Start of Records for the task

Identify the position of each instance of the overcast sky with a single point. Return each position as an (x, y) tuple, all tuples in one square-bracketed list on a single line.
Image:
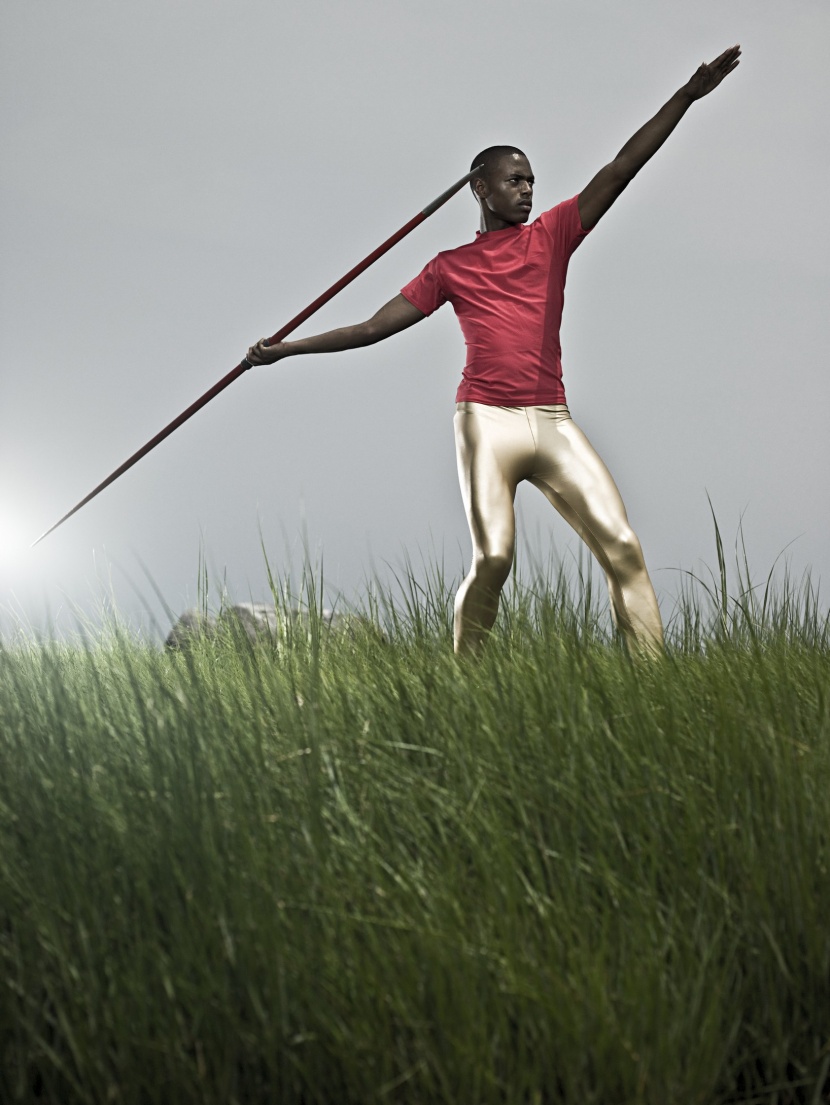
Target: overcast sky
[(179, 178)]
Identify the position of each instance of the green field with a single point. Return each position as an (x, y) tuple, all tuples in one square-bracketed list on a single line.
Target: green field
[(344, 869)]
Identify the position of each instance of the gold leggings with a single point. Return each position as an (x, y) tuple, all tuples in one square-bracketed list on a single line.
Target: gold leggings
[(498, 446)]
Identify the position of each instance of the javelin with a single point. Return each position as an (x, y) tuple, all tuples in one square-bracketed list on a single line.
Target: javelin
[(244, 364)]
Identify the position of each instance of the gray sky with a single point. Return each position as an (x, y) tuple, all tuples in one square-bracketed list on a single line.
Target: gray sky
[(179, 178)]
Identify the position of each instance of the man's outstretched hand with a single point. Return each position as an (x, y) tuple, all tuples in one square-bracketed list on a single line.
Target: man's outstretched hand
[(708, 76), (262, 354)]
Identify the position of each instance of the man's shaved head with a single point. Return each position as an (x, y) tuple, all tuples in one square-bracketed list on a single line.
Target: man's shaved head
[(490, 158)]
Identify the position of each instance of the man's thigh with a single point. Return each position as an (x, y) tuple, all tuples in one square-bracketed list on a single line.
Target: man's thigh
[(575, 479), (494, 449)]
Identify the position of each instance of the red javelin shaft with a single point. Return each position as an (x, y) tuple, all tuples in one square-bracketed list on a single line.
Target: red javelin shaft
[(244, 365)]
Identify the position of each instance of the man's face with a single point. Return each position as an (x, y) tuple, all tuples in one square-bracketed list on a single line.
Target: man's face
[(507, 190)]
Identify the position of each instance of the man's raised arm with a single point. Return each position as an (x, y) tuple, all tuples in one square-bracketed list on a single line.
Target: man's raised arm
[(615, 177), (392, 317)]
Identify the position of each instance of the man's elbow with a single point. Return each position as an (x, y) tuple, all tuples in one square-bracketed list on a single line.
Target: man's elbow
[(622, 171)]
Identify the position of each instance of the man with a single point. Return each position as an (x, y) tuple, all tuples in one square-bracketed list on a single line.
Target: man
[(512, 422)]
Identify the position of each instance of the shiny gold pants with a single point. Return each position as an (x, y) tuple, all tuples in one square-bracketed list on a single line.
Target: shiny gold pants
[(498, 446)]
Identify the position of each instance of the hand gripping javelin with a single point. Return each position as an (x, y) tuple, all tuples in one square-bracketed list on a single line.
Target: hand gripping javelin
[(244, 365)]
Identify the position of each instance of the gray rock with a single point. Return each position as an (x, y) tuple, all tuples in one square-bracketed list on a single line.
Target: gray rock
[(190, 627), (260, 621)]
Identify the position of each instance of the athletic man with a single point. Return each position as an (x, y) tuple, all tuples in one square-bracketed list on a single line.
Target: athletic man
[(512, 422)]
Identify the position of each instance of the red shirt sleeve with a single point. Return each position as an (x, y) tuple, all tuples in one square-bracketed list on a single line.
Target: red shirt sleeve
[(426, 292), (564, 224)]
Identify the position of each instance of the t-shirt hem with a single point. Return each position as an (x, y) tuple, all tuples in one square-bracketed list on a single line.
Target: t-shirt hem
[(538, 399)]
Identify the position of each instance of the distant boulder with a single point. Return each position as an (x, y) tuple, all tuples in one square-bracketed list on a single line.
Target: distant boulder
[(260, 621), (191, 625)]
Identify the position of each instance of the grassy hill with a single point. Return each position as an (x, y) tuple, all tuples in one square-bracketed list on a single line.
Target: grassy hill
[(345, 869)]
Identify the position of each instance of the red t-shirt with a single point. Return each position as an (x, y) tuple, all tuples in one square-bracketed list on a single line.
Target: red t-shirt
[(507, 288)]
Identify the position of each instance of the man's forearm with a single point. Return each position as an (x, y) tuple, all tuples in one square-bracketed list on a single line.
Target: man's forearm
[(651, 136), (345, 337)]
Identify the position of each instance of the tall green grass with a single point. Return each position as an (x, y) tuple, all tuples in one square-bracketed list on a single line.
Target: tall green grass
[(346, 869)]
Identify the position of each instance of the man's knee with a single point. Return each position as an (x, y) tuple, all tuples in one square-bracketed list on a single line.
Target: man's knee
[(626, 551), (493, 568)]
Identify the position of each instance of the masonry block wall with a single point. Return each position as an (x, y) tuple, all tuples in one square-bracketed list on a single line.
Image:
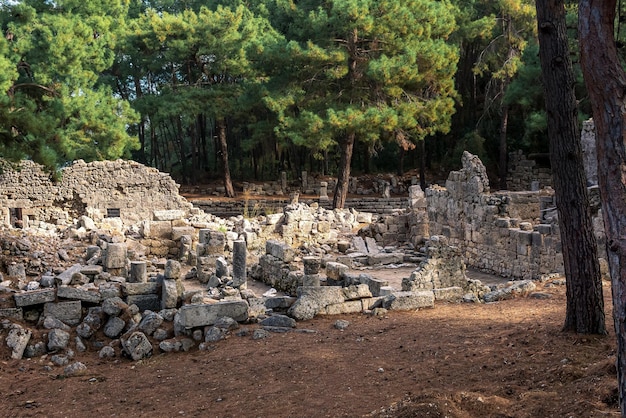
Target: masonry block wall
[(124, 189), (508, 233)]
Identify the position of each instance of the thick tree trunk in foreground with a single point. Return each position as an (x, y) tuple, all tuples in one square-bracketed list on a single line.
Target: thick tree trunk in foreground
[(585, 305), (343, 180), (221, 133), (503, 149), (606, 85)]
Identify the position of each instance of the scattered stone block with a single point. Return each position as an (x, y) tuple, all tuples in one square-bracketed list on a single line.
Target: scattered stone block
[(115, 257), (65, 277), (132, 289), (279, 321), (335, 270), (354, 292), (58, 339), (16, 314), (406, 301), (169, 294), (280, 250), (145, 302), (67, 312), (198, 315), (17, 340), (114, 327), (137, 346), (168, 215), (76, 293), (453, 294), (34, 297), (138, 272)]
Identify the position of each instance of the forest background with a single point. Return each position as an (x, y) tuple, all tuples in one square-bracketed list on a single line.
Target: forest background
[(203, 89)]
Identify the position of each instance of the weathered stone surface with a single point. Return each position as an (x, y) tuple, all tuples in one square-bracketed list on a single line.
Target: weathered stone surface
[(168, 215), (374, 284), (352, 306), (172, 269), (372, 246), (359, 245), (138, 272), (384, 258), (354, 292), (221, 267), (280, 250), (335, 270), (180, 231), (239, 263), (65, 277), (312, 299), (137, 345), (114, 327), (58, 339), (17, 340), (50, 322), (67, 312), (312, 280), (75, 369), (227, 323), (198, 315), (115, 257), (114, 306), (34, 297), (311, 265), (148, 288), (279, 321), (404, 301), (517, 289), (91, 270), (150, 322), (169, 294), (214, 334), (16, 314), (454, 293), (145, 302), (68, 292)]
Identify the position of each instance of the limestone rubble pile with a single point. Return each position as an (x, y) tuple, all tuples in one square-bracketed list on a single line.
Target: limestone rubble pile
[(125, 266)]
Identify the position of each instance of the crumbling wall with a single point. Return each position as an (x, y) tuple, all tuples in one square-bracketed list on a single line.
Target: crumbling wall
[(525, 174), (505, 233), (124, 189)]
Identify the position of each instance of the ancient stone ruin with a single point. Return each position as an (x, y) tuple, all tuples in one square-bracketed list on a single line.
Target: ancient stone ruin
[(111, 258)]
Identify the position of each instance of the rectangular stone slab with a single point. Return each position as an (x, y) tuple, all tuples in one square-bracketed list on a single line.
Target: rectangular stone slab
[(199, 315), (68, 292), (12, 313), (66, 312), (34, 297)]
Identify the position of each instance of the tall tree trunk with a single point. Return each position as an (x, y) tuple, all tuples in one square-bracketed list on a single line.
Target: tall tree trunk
[(221, 133), (182, 157), (504, 124), (585, 304), (423, 164), (606, 86), (343, 180)]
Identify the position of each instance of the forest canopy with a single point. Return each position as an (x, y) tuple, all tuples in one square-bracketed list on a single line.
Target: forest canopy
[(203, 88)]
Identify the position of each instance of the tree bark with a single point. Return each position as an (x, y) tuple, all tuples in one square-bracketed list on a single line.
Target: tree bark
[(343, 180), (585, 304), (606, 85), (503, 149), (221, 133)]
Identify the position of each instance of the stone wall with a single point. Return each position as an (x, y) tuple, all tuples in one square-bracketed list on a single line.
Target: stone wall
[(525, 174), (512, 234), (120, 189), (259, 206)]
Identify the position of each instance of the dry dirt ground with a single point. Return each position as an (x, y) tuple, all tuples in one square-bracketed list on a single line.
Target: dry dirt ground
[(506, 359)]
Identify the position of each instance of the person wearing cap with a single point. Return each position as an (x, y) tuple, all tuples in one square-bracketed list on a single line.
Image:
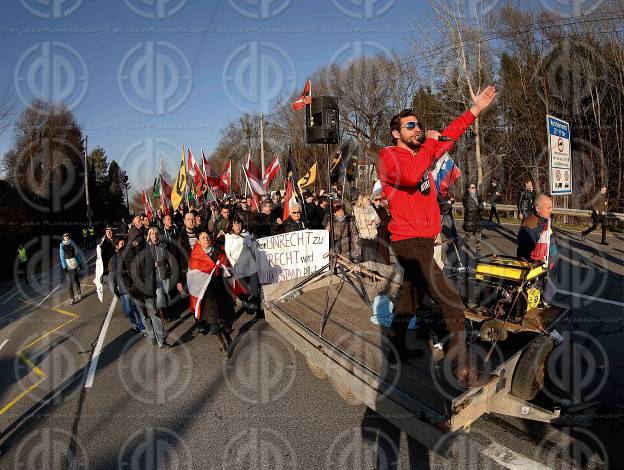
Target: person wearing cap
[(71, 263), (310, 211), (107, 250), (293, 223), (346, 240)]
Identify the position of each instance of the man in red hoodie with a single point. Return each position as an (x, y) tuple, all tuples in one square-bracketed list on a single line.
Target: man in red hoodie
[(404, 171)]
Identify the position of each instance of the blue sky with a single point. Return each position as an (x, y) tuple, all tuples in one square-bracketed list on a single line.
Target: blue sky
[(123, 65)]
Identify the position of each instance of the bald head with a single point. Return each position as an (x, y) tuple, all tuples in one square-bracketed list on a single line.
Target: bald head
[(543, 206)]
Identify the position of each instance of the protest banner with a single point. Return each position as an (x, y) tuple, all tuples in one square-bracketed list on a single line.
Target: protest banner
[(291, 255)]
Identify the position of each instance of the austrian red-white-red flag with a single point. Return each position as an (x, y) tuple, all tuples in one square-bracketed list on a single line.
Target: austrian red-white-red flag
[(194, 171), (271, 171), (304, 98), (226, 177), (253, 177), (147, 207)]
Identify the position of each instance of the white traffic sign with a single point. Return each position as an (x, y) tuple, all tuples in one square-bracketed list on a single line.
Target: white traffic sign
[(559, 156)]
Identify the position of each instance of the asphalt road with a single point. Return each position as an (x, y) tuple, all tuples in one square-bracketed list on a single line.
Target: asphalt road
[(189, 407)]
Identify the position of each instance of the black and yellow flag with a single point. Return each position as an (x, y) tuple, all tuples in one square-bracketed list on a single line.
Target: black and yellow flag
[(179, 187), (337, 165), (309, 178)]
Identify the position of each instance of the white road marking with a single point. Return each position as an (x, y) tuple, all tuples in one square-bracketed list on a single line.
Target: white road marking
[(510, 459), (4, 301), (591, 297), (98, 346)]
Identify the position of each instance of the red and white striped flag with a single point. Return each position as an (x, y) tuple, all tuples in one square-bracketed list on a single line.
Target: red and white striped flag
[(253, 177), (147, 206), (271, 171), (226, 177)]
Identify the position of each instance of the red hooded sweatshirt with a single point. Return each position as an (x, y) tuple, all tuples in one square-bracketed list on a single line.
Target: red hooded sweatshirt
[(401, 170)]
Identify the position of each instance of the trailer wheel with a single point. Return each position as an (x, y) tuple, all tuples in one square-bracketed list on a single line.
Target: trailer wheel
[(528, 378), (345, 393), (315, 369)]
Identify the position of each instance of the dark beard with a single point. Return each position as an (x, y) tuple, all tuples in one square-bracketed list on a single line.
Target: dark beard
[(415, 146)]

End of Records for the task

**Exercise goal:** Reproduce the lines from the one with "Identify the position of each instance of the forest background" to the one with "[(203, 89)]", swapping "forest background" for "wooded backdrop" and leaving everything else the same.

**Final result:**
Identify the position of each instance of the wooded backdrop with a single point. Return each position as an (x, y) tuple, all tuples in one square-bracketed list on a single line.
Target: wooded backdrop
[(203, 89)]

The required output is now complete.